— START OF INPUT MATERIAL —
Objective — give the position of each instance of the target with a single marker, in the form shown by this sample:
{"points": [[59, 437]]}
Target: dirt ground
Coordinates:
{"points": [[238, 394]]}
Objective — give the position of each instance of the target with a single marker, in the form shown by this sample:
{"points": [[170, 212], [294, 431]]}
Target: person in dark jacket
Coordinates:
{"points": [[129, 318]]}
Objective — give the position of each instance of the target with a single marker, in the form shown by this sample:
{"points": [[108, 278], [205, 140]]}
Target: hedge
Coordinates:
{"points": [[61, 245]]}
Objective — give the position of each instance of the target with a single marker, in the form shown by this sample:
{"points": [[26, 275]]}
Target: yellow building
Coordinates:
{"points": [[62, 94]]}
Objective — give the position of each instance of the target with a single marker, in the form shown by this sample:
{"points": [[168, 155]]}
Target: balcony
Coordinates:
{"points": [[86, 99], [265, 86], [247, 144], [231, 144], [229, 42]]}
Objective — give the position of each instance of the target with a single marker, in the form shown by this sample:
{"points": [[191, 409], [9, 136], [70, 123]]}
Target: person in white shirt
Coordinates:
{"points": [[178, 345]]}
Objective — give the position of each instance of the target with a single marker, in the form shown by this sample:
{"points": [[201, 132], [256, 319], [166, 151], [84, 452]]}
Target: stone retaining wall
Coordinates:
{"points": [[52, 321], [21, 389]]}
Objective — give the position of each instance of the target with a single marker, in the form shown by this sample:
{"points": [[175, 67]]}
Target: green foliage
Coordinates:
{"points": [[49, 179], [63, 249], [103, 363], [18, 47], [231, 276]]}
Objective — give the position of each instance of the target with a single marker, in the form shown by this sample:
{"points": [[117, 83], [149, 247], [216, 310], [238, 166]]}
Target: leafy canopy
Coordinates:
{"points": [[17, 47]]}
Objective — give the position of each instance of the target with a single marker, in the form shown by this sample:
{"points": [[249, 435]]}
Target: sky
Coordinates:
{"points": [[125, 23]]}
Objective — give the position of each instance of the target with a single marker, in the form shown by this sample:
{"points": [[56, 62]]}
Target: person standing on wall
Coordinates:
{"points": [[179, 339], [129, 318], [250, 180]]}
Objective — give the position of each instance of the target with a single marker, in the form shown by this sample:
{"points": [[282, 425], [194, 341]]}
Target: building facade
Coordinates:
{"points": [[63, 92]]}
— END OF INPUT MATERIAL —
Copy all the lines, exactly.

Objective — give the position of each instance of the target with a single marker, in the form shown by this sample:
{"points": [[59, 437]]}
Target: dirt ground
Coordinates:
{"points": [[238, 394]]}
Objective — give the position of each instance of the target with a single marker, in the form shown by this sample:
{"points": [[170, 212], [294, 431]]}
Target: person in dark jacket
Coordinates:
{"points": [[129, 318]]}
Objective — give the position of each instance of the target with a single marker, in the form shown by this sample:
{"points": [[108, 278], [205, 140]]}
Target: hedge
Coordinates:
{"points": [[61, 245]]}
Objective — give the position of each instance of the target with a single marker, in the form shown by this sample:
{"points": [[26, 275]]}
Target: yellow building
Coordinates:
{"points": [[62, 94]]}
Objective — give the position of each instance of the target with a single marker, in the form shown by this sample:
{"points": [[168, 155]]}
Target: balcony
Coordinates:
{"points": [[86, 99], [265, 86], [247, 144], [231, 144], [229, 42]]}
Objective — give the position of each instance of the target with a single marker, in the form shown by this sample:
{"points": [[191, 409], [9, 136], [70, 123]]}
Target: person in white shirt
Coordinates:
{"points": [[178, 345]]}
Objective — give the position of each instance of the target with a single marker, in the form shown by this sample:
{"points": [[201, 132], [256, 319], [166, 151], [84, 452]]}
Target: stone retaining wall
Coordinates:
{"points": [[52, 321], [21, 389]]}
Objective — give the position of each instance of the target with a single marker, in the form shown by this sample:
{"points": [[175, 67]]}
Target: green foliage
Coordinates:
{"points": [[49, 179], [63, 249], [103, 363], [18, 47], [231, 276]]}
Objective — give the position of each instance of the target with a single marker, in the form shown by this sample:
{"points": [[117, 83], [149, 247], [216, 310], [238, 166]]}
Target: leafy canopy
Coordinates:
{"points": [[17, 47]]}
Objective — give the position of each instance of the target with a single marker, in the form shown by this sample:
{"points": [[249, 435]]}
Target: sky
Coordinates:
{"points": [[125, 23]]}
Objective — give the position of each instance of the target with a single marker, in the form shown by this sample:
{"points": [[56, 62]]}
Target: person standing on wall
Coordinates:
{"points": [[179, 339], [129, 318], [250, 180]]}
Objective — give the position of each instance of the target with a single marker, in the form shown by this sample:
{"points": [[282, 425], [194, 341]]}
Target: building facade
Coordinates:
{"points": [[63, 92]]}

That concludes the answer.